EXERCISE DIRECTIONS => Present the records in the stretch from the line containing "Question. Mark every instance of the woman in striped" through the line containing "x=278 y=280" as a Markdown table with the columns "Row" and "Line", omitting any blank lines. Include only these lines.

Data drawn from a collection
======

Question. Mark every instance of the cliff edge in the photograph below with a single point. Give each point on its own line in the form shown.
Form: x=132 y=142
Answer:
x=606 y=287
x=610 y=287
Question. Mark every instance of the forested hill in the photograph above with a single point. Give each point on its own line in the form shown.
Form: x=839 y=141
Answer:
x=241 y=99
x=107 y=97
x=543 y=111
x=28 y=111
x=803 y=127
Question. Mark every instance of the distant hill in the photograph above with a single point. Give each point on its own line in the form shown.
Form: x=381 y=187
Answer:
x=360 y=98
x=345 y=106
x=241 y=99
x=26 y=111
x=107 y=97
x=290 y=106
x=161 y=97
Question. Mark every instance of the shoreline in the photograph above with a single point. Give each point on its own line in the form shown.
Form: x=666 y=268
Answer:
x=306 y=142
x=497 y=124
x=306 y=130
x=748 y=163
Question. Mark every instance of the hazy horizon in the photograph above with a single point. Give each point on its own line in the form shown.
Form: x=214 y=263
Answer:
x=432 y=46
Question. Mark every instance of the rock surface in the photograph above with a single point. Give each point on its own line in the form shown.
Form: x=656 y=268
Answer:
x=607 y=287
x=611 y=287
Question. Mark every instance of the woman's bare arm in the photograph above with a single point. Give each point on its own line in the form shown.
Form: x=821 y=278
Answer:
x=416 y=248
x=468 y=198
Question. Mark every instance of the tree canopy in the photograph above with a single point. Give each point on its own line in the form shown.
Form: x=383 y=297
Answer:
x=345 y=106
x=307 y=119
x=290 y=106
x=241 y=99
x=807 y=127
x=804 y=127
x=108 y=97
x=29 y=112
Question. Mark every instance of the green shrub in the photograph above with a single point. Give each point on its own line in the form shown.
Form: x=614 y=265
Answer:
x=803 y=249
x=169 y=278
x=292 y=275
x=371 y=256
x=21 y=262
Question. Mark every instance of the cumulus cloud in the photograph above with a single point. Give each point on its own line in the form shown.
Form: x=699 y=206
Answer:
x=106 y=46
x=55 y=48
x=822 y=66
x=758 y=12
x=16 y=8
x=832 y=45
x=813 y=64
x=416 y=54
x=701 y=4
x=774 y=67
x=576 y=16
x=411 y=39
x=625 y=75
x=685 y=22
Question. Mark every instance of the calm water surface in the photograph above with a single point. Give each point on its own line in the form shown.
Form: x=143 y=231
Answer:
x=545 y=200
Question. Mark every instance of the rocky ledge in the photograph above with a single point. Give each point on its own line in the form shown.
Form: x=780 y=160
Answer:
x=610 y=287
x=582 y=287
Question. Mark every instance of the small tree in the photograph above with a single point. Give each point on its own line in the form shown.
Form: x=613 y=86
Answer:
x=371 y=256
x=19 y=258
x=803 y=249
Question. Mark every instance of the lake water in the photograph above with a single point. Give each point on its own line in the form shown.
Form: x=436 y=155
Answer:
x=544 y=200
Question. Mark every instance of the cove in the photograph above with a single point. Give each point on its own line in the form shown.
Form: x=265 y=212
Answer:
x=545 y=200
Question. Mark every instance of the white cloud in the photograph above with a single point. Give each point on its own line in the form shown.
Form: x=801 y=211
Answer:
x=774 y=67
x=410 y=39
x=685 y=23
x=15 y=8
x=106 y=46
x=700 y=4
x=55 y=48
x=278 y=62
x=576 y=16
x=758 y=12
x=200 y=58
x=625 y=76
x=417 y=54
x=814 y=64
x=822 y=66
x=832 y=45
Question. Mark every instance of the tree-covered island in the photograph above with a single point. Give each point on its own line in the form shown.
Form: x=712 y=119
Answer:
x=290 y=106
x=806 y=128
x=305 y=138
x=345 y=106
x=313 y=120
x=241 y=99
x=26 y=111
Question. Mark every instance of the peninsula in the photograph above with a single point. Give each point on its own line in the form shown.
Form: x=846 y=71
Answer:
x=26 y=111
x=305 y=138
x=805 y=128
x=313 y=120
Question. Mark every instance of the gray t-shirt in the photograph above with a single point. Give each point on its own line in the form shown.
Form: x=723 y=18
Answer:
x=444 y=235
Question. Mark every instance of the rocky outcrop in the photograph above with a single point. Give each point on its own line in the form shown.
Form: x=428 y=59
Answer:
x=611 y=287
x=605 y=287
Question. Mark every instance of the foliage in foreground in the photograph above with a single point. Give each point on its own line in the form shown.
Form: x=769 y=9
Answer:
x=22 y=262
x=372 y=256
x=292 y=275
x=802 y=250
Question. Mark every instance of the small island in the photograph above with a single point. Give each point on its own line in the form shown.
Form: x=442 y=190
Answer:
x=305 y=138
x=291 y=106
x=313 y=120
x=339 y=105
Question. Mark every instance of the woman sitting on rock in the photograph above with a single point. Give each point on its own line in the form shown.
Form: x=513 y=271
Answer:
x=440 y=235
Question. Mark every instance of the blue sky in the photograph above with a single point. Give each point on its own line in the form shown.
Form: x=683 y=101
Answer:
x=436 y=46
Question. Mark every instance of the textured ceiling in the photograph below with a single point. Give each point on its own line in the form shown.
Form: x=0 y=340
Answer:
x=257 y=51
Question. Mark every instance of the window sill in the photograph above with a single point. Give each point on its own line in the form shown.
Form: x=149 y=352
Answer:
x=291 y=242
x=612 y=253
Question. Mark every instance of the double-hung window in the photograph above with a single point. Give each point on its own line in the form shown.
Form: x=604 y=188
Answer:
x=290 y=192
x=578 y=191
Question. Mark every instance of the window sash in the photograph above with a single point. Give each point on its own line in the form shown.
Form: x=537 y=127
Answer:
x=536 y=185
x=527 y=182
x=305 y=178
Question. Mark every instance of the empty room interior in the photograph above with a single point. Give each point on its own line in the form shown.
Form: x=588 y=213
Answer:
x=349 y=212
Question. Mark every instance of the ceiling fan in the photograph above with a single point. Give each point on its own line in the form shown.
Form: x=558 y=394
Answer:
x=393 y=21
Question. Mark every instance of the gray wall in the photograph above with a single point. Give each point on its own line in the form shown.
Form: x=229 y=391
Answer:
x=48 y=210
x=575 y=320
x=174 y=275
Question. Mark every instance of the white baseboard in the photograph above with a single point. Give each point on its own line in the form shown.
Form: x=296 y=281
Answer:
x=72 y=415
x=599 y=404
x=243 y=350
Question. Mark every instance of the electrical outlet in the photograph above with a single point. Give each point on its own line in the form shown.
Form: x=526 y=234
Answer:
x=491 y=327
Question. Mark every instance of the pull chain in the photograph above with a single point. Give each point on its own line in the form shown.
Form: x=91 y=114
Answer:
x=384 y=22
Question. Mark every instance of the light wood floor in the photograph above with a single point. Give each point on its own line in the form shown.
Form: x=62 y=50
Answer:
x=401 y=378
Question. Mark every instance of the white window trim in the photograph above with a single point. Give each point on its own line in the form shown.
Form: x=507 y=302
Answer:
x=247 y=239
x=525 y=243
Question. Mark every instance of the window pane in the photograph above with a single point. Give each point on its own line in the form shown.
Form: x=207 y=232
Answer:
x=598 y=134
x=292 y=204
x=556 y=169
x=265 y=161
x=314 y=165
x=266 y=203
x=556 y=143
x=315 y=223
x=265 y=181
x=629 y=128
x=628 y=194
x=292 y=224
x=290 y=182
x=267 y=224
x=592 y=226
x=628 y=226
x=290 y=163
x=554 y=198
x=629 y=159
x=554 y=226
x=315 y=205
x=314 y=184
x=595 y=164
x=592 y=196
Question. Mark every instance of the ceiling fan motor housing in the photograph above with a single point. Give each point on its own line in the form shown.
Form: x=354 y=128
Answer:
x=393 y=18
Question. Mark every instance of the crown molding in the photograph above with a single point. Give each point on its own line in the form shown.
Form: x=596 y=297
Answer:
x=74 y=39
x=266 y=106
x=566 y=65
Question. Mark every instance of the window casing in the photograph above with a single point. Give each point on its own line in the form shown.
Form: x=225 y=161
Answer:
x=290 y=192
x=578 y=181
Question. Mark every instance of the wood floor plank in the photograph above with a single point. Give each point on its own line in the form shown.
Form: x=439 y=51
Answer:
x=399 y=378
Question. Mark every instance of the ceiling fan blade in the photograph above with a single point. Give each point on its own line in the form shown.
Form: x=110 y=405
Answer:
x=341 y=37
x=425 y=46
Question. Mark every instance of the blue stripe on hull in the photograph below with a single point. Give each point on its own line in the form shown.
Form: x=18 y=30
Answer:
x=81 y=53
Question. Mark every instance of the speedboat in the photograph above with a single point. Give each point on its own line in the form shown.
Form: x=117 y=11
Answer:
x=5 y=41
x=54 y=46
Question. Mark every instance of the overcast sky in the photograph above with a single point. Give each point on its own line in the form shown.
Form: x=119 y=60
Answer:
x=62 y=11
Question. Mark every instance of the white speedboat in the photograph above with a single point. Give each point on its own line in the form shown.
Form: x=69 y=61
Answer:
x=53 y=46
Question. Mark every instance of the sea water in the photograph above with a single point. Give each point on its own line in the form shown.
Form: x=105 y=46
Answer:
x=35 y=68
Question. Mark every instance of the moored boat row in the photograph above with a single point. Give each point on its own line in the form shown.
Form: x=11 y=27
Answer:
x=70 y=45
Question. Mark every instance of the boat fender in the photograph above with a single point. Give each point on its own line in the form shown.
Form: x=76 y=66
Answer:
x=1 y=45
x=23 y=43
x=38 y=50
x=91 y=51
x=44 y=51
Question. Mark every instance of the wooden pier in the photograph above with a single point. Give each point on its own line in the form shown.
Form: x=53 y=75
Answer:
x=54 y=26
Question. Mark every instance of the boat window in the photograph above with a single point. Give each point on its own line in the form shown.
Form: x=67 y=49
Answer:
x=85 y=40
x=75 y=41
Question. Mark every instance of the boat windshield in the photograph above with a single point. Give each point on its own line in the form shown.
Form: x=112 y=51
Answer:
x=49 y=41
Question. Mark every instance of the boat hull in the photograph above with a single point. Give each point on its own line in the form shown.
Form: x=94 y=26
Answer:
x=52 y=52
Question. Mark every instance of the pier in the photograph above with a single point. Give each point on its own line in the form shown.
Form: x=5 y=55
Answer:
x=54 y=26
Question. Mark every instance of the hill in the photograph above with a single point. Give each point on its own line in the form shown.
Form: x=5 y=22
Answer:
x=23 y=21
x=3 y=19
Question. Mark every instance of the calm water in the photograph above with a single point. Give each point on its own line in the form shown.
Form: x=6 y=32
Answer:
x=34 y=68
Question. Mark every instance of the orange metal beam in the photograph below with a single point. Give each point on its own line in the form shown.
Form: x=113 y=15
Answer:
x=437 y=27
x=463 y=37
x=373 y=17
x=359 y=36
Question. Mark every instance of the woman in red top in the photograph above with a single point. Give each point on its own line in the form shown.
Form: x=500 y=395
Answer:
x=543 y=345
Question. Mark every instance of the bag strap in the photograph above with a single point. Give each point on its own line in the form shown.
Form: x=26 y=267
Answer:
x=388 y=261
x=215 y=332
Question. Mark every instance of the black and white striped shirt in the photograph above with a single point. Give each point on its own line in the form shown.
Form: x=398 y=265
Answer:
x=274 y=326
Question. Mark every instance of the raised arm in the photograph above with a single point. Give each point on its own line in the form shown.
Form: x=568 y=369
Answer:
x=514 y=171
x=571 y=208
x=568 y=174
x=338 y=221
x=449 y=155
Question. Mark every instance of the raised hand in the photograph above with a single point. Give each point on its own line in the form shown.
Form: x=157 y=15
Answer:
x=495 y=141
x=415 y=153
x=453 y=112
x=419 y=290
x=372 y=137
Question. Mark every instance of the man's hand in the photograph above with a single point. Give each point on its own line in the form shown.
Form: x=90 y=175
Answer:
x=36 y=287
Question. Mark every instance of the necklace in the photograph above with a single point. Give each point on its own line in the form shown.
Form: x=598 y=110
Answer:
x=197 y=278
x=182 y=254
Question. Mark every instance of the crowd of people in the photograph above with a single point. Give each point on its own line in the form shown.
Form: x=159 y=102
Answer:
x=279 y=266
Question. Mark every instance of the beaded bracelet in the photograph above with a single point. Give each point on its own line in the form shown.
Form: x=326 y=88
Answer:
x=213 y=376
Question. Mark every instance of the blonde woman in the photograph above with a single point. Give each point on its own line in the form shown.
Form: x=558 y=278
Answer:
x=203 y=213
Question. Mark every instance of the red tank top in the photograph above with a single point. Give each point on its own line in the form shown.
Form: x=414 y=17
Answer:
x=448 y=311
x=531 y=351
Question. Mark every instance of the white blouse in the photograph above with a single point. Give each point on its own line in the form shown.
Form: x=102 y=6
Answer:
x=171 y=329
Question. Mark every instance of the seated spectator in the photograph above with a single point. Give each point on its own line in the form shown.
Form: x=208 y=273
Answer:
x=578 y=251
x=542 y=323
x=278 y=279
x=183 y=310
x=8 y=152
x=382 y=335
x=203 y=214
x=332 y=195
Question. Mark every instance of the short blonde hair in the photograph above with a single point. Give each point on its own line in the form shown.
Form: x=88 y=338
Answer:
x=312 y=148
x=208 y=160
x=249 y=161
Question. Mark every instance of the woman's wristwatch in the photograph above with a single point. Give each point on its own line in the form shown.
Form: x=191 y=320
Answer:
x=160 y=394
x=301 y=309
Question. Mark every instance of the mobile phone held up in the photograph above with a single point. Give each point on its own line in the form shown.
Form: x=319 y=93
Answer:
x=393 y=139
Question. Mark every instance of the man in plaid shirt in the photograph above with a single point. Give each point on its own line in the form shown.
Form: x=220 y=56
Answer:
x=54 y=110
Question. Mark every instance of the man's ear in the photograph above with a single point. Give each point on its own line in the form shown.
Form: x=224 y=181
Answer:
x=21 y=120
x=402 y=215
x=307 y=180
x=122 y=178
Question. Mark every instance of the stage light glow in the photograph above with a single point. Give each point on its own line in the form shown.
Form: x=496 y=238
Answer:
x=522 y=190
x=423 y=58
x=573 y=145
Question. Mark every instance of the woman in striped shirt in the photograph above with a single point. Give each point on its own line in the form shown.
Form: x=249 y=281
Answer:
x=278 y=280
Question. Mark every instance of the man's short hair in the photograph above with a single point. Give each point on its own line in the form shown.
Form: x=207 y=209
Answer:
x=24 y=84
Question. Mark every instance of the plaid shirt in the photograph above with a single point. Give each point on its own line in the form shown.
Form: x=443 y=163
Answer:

======

COMPLETE RESPONSE =>
| Row | Line |
|---|---|
| 1 | Question. Mark every instance of the woman in striped shirt in the photograph above with a single point. Give each point on its own line in the form shown. |
| 2 | Form: x=249 y=281 |
| 3 | Answer: |
| 4 | x=278 y=280 |